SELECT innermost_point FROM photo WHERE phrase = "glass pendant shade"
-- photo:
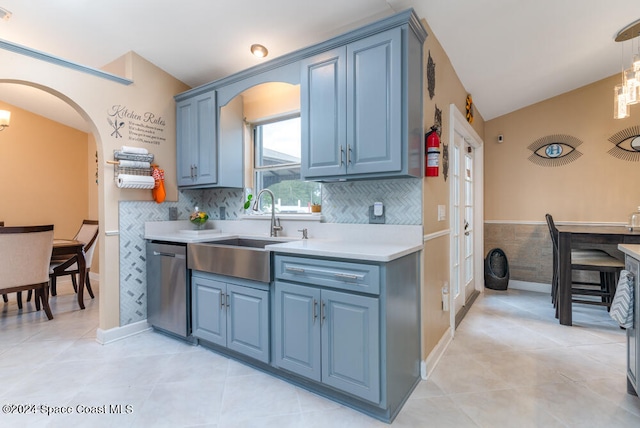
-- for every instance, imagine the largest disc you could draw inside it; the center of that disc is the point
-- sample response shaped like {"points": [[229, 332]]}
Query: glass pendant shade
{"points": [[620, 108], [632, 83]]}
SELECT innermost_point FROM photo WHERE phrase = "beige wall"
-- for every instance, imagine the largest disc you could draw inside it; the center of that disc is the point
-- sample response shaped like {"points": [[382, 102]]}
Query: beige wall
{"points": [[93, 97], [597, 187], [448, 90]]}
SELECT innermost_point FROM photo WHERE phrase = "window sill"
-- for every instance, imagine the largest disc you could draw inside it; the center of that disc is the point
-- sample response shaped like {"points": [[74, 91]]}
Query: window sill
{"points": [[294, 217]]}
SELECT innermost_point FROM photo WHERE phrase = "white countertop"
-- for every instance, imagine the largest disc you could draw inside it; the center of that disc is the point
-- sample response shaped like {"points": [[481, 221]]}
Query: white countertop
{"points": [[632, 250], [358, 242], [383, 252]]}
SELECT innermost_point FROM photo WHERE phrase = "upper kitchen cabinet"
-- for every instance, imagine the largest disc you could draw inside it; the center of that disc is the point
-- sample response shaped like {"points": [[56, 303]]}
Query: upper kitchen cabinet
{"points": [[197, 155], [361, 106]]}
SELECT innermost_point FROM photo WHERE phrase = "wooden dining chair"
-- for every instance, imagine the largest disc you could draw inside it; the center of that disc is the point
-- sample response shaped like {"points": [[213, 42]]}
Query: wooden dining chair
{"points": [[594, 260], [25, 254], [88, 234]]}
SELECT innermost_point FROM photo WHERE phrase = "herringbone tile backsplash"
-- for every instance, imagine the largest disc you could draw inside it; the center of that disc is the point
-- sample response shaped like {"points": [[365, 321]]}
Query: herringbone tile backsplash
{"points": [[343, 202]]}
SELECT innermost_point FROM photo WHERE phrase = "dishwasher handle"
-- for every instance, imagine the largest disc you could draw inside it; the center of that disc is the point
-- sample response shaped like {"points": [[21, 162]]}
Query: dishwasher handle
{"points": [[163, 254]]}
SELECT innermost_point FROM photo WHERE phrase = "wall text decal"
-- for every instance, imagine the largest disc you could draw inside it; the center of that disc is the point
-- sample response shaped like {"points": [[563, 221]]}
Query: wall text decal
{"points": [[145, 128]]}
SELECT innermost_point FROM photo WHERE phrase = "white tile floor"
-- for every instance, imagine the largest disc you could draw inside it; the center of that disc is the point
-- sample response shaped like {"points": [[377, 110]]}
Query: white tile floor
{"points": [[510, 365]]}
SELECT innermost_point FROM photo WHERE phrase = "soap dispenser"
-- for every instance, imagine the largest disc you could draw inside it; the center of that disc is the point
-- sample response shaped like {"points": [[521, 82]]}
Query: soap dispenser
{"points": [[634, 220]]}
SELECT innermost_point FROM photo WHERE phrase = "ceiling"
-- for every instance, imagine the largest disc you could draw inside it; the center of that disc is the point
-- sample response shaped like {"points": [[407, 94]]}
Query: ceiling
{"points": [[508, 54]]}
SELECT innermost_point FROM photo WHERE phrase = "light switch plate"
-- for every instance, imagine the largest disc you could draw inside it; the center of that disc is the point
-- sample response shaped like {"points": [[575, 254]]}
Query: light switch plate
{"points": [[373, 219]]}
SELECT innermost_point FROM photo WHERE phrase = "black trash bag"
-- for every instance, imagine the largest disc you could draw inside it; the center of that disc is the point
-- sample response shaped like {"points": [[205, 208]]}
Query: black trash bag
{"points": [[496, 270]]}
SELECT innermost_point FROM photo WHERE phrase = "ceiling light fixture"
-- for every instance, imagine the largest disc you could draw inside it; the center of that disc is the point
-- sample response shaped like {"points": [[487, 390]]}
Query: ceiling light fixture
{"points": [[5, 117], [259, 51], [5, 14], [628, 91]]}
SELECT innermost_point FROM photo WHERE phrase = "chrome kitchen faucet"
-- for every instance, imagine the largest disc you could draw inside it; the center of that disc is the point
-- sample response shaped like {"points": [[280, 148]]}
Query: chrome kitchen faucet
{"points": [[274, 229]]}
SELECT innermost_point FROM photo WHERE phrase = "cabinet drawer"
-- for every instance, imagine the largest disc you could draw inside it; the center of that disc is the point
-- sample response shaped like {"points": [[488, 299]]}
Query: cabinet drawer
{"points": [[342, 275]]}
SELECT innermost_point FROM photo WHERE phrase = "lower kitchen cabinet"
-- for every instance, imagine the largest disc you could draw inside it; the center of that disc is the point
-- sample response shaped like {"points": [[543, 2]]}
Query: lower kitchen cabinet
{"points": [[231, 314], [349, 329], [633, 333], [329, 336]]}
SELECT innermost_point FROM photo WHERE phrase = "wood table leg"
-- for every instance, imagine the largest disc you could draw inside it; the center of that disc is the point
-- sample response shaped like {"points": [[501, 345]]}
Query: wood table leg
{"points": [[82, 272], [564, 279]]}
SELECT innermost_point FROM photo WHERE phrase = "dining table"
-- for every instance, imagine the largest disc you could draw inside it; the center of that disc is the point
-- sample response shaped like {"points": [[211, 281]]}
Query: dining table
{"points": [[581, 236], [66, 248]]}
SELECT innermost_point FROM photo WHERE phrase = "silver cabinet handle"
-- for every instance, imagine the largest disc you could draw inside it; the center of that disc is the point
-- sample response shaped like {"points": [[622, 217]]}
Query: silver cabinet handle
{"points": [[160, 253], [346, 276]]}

────────

Instructions to follow:
Each entry should be repeated exactly as it appears; the pictures stay out.

Exercise output:
SELECT innermost_point FROM photo WHERE phrase = "glass pendant shade"
-- photo:
-- for every instance, imagine the largest disc you could draw inside it; the center of that disc is the point
-- sample response shaped like {"points": [[229, 332]]}
Query: glass pendant shade
{"points": [[620, 108], [632, 83]]}
SELECT innermost_point FROM photo WHERE phrase = "beige wall"
-- for every instance, imagine the largest disc you could draw inside it; the center of that disc is the point
-- sample response shaped like {"points": [[382, 102]]}
Query: beige wall
{"points": [[93, 97], [597, 187], [448, 90]]}
SELECT innermost_point FROM photo WHERE phrase = "window sill"
-- for every instance, imagine the largest disc you could draw inside it; the center of that disc is the point
-- sample response shaped like {"points": [[74, 91]]}
Query: window sill
{"points": [[294, 217]]}
SELECT innermost_point FROM photo WHERE phrase = "white countertop"
-- for every instance, imagine the largest disc you could draw inside it; the center of that disc is the point
-- sample response shaped like {"points": [[481, 221]]}
Query: white countertop
{"points": [[632, 250], [358, 242], [383, 252]]}
SELECT innermost_point FROM photo WHERE phrase = "upper kitchen cabinet"
-- for every instance, imagine the largest disc you could draw inside it; the center of that disc is the point
-- sample response shaped like {"points": [[56, 303]]}
Query: upper kitchen cabinet
{"points": [[197, 155], [361, 106]]}
SELECT innermost_point FROM photo WHERE phrase = "wooden dining chair"
-- for every instance, imagine the largest disc you could draw inside it; the center of that disc is the point
-- sample response shaped like {"points": [[213, 42]]}
Query: wooden dining chair
{"points": [[594, 260], [25, 254], [88, 234]]}
SELECT innermost_point FROM photo WHERE phrase = "herringbone tile backsplash"
-- for every instance, imagine the largest disc you could draw inside it; the center of that disc is the point
-- sample response shaped like {"points": [[365, 321]]}
Query: herringbone tile backsplash
{"points": [[343, 202]]}
SELECT innermost_point FROM photo WHERE phrase = "dishwasher handle"
-- for every instance, imagine the largest disc you could draw inside it; the center of that disc is the point
-- sample response shaped like {"points": [[21, 162]]}
Query: dishwasher handle
{"points": [[163, 254]]}
SELECT innermost_point FROM photo WHERE phrase = "wall text decal"
-- for every instance, imagine the largest disc you could draw inside it; the center of that disc is the point
-- sample response shaped like {"points": [[563, 221]]}
Query: wall text decal
{"points": [[145, 128]]}
SELECT innermost_point FROM photo WHERE phrase = "white tile floor"
-- for every instance, imagine the largest disc you could draw inside it; the center of that disc is the point
-- sample response shaped like {"points": [[377, 110]]}
Query: white tile floor
{"points": [[510, 365]]}
SELECT innermost_point FROM photo WHERE phrase = "soap dispenser"
-- for every instance, imagine the largest disc you could draw inside it; the center of that disc is the point
-- sample response shaped like {"points": [[521, 82]]}
Query: soap dispenser
{"points": [[634, 220]]}
SELECT innermost_point FROM photo WHERE phrase = "ceiling"
-- for every instance, imagine the largest disc you could draw inside it; the center of that disc is the point
-- sample response shaped like {"points": [[407, 94]]}
Query: ceiling
{"points": [[508, 54]]}
SELECT innermost_point FROM photo WHERE phrase = "light switch plate"
-- for every instance, imagine the largest disc you could draw inside it; the center of that disc is the point
-- sample response shaped like {"points": [[575, 254]]}
Query: light switch plate
{"points": [[373, 219]]}
SELECT innermost_point FROM photo WHERE phrase = "black trash bag"
-- for every instance, imagine the largest disc you could draw inside it; the center of that disc is the point
-- sample response shaped like {"points": [[205, 208]]}
Query: black trash bag
{"points": [[496, 270]]}
SELECT innermost_point FROM photo WHERE phrase = "ceiling light fixture"
-- for every instance, imagine the largest disc you could draw inside it; the center of that disc is the point
-- sample response shaped like {"points": [[487, 390]]}
Query: ceiling light fixture
{"points": [[5, 117], [259, 51], [5, 14], [628, 91]]}
SELECT innermost_point FROM photo WHERE phrase = "chrome kitchen faucet"
-- for every instance, imagine the largest disc you could draw inside it; the center of that disc is the point
-- sample response shaped like {"points": [[280, 148]]}
Query: chrome kitchen faucet
{"points": [[274, 229]]}
SELECT innermost_point FROM photo WHERE phrase = "cabinet drawer"
-- for every instance, imagine the largest disc you could draw inside it; the center of that disc is the point
-- sample response shaped like {"points": [[488, 299]]}
Query: cabinet drawer
{"points": [[342, 275]]}
SELECT innermost_point FROM photo WHERE phrase = "lower kitchen cabinet"
-- for every instance, imagine the largest disc you could draw inside it; the center of that disc is the point
-- sample response shaped like {"points": [[543, 2]]}
Query: lower kitchen cabinet
{"points": [[231, 314], [349, 329], [633, 333], [329, 336]]}
SELECT innermost_point FROM photo WHERE phrase = "wood table leg"
-- for every instance, imagine the largest disc you could draw inside it; the center of that disc is the point
-- sample response shaped like {"points": [[501, 345]]}
Query: wood table leg
{"points": [[82, 272], [564, 279]]}
SELECT innermost_point FROM photo WHERE phrase = "dining table"
-- for every instance, imagine the largest disc you could draw inside it; the center of that disc is the point
-- sample response shaped like {"points": [[211, 281]]}
Query: dining table
{"points": [[581, 236], [66, 248]]}
SELECT innermost_point FROM photo WHERE phrase = "silver cabinet handle"
-- for every instance, imagine the largest disc you could draw inside it; the center of that disc is the point
-- sample response shaped like {"points": [[622, 217]]}
Query: silver cabinet handle
{"points": [[160, 253], [346, 276]]}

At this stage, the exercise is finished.